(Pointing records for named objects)
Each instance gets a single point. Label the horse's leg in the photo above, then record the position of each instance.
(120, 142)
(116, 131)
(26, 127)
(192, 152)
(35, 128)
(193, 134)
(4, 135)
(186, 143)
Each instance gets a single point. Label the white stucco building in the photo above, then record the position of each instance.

• PROBLEM TO WORK ON:
Write out every one of the lines above without changing anything.

• TASK OUTPUT:
Each instance gets a single point. Label the horse's leg in the photo above, then record the position of each instance.
(120, 142)
(116, 131)
(26, 127)
(192, 152)
(35, 128)
(193, 134)
(4, 135)
(186, 143)
Each instance gets a single point. Label the white stucco building in the photo above, then record the position of each instance.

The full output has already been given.